— Stated goal —
List every line in the items below that contains the word "stone". Case counts.

Excerpts from point annotation data
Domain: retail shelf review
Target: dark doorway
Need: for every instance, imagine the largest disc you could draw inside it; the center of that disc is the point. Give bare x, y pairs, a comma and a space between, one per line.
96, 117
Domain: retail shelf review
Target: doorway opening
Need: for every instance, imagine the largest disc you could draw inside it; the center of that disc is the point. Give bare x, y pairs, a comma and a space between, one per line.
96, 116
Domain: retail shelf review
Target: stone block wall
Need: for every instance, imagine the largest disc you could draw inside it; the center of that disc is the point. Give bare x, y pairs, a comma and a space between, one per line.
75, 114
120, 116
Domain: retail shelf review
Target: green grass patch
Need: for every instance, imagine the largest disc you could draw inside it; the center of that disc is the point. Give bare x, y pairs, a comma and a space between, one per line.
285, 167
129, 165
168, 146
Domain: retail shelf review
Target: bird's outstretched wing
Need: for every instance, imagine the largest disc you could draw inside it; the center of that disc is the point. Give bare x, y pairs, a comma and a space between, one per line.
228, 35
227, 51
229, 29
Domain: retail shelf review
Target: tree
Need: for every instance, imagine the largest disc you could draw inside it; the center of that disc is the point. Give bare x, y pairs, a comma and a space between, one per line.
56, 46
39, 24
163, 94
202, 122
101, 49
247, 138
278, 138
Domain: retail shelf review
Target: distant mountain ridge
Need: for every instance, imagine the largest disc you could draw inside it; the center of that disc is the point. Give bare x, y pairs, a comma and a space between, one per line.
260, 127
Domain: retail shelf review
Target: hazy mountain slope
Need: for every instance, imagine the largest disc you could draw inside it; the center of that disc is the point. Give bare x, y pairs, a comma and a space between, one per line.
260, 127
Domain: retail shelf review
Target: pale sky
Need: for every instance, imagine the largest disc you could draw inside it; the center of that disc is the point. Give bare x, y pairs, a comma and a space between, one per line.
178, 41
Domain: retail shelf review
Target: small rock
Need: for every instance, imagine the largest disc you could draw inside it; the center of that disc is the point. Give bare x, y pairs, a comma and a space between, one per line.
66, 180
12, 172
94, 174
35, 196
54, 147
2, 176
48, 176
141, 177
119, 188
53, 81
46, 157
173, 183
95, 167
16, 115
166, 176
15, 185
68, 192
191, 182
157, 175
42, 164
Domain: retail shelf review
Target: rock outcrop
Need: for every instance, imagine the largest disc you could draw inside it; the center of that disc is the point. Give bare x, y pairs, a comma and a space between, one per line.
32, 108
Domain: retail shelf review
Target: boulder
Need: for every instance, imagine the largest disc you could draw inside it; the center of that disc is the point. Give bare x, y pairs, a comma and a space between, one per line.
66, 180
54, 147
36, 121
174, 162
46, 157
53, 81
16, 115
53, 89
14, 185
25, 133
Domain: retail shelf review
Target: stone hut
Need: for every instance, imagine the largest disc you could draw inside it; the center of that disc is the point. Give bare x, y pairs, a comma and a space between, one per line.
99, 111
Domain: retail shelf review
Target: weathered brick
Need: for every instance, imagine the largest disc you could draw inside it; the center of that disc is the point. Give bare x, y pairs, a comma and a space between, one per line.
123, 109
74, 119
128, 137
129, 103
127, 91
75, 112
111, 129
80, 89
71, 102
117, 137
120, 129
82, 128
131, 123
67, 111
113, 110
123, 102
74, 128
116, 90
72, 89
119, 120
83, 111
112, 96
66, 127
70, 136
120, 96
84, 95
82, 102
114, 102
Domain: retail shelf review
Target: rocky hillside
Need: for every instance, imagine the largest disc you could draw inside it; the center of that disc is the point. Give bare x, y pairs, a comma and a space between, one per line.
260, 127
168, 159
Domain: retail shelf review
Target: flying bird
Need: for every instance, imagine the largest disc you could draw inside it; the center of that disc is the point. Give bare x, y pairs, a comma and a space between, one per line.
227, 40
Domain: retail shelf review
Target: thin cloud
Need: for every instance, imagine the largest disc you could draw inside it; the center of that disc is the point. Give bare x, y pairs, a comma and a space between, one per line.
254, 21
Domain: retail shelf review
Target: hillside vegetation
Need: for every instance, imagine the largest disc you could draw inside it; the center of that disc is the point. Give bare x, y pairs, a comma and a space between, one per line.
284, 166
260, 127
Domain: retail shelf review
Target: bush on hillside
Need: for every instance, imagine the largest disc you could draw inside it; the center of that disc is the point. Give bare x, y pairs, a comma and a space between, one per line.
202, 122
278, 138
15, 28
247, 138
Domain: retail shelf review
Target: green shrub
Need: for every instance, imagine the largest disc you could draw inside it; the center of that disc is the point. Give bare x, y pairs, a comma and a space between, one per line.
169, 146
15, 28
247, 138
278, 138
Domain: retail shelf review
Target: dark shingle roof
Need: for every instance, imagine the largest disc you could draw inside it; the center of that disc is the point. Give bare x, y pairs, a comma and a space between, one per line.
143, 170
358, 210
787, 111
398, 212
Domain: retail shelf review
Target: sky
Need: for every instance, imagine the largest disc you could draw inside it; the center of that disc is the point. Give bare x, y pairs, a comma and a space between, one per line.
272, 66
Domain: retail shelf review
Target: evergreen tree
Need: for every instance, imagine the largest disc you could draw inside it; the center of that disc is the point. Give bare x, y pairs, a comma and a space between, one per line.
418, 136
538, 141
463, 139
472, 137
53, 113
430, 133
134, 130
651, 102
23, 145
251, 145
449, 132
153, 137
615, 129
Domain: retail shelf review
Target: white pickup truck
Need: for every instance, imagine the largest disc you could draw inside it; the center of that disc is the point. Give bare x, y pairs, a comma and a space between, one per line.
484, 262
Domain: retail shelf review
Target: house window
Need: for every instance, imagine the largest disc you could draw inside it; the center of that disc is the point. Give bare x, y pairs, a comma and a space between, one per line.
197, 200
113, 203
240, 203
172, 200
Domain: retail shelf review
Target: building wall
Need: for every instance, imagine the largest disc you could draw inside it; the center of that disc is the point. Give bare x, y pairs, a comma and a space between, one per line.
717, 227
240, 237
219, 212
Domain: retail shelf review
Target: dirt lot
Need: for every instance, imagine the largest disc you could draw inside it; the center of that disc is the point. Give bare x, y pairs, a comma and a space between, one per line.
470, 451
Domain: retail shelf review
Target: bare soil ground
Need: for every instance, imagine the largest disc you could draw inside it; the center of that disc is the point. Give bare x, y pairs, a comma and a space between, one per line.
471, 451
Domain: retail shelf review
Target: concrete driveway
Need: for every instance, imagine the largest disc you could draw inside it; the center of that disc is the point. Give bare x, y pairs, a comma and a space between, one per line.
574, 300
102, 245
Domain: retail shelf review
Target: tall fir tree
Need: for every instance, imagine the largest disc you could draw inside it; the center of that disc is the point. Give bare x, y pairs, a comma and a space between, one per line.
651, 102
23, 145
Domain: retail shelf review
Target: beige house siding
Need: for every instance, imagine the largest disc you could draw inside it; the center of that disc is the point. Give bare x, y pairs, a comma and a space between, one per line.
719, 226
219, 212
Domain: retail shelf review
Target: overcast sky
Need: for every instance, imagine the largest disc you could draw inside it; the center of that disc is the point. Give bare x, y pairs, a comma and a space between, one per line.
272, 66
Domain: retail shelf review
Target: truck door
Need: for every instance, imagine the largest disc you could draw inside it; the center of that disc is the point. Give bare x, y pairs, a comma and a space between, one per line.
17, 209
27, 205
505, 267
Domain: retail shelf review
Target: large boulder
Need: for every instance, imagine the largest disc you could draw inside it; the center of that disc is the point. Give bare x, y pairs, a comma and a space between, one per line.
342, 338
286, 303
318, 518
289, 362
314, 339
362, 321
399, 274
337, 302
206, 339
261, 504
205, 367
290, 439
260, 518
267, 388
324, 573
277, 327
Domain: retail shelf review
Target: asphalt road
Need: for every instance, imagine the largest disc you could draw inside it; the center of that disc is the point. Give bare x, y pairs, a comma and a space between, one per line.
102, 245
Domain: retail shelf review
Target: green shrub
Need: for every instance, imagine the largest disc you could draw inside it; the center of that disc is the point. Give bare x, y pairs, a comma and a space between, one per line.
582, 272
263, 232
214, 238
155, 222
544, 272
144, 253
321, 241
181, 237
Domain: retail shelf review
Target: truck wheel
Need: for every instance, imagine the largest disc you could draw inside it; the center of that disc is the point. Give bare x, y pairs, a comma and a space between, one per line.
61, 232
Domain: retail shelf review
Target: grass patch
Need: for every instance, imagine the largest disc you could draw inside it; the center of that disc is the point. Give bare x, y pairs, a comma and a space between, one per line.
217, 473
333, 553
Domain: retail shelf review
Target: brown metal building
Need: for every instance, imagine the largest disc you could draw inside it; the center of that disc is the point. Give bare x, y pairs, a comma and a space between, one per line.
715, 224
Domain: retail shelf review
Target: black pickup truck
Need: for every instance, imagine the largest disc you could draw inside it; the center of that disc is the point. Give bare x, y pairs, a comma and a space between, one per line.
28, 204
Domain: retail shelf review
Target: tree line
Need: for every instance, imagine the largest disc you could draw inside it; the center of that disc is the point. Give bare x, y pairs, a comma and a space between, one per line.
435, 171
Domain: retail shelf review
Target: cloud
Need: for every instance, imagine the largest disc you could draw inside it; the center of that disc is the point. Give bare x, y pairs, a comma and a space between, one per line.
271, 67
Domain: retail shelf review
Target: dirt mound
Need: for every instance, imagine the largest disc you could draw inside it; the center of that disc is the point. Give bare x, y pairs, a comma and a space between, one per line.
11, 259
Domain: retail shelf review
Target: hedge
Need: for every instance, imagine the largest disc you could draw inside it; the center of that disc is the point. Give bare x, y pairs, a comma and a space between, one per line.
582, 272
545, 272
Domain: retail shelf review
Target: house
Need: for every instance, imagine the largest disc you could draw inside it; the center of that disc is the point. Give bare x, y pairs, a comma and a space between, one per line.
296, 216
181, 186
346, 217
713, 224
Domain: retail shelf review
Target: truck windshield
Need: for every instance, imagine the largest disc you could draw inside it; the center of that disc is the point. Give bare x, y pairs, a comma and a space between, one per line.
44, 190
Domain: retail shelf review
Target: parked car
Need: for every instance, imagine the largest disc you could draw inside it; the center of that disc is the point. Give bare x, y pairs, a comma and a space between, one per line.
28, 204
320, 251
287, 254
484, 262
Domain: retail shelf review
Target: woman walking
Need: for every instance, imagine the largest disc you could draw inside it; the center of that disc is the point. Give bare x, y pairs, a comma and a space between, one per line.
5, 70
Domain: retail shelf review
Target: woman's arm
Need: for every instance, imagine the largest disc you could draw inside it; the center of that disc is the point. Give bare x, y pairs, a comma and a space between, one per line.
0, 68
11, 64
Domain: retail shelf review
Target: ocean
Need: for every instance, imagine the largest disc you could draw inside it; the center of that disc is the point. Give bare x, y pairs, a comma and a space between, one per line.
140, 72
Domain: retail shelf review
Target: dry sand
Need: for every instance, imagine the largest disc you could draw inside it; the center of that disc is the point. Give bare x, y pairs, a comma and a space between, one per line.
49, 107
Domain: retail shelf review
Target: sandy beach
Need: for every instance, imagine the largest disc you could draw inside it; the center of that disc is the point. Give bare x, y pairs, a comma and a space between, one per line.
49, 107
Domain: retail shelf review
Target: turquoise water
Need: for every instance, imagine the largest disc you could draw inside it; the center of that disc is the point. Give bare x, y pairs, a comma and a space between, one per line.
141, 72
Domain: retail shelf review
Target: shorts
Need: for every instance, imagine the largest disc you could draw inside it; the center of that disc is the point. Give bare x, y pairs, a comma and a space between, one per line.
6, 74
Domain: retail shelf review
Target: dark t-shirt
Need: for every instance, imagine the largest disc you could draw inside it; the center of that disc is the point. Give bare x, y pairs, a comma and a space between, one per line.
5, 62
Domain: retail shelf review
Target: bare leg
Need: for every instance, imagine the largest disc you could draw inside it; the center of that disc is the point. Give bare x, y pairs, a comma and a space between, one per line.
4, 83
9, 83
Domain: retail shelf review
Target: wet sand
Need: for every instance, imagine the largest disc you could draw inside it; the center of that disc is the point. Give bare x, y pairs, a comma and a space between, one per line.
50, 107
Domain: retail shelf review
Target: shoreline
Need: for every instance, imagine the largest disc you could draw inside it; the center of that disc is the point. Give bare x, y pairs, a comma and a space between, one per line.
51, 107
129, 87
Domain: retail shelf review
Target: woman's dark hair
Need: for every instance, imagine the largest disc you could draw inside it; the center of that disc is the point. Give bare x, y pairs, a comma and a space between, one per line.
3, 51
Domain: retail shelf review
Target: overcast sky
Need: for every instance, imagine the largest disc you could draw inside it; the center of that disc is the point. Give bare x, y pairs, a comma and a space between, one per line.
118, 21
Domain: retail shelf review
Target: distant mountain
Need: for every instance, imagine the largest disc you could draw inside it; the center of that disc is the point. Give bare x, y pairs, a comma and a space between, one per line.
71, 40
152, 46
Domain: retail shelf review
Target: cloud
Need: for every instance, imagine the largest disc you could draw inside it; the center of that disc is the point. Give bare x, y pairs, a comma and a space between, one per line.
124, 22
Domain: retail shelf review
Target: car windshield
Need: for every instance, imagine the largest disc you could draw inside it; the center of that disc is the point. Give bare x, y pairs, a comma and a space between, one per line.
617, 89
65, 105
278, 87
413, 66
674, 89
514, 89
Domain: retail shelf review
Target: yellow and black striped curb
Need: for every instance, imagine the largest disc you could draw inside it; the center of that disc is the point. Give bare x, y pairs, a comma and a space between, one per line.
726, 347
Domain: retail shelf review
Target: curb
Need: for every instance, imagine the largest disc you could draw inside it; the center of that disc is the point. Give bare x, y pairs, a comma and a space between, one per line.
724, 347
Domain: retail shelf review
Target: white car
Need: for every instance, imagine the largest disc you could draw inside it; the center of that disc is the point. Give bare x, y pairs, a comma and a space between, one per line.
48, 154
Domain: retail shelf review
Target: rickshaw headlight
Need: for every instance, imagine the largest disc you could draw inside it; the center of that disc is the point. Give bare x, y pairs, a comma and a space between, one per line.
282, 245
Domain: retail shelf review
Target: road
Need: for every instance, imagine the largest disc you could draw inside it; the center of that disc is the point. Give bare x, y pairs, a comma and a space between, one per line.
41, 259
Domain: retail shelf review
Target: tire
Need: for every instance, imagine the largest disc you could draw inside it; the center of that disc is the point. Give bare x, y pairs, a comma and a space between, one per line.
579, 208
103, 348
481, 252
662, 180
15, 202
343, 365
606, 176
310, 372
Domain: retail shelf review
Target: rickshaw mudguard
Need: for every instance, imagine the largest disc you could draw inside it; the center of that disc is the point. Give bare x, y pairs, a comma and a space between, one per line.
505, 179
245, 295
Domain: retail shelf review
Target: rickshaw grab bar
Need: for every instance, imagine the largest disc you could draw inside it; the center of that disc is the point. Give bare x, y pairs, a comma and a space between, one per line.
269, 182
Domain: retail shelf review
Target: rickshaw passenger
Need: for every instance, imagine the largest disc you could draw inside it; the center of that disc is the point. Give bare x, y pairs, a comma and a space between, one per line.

— Answer below —
Target: stone block wall
Target: stone hut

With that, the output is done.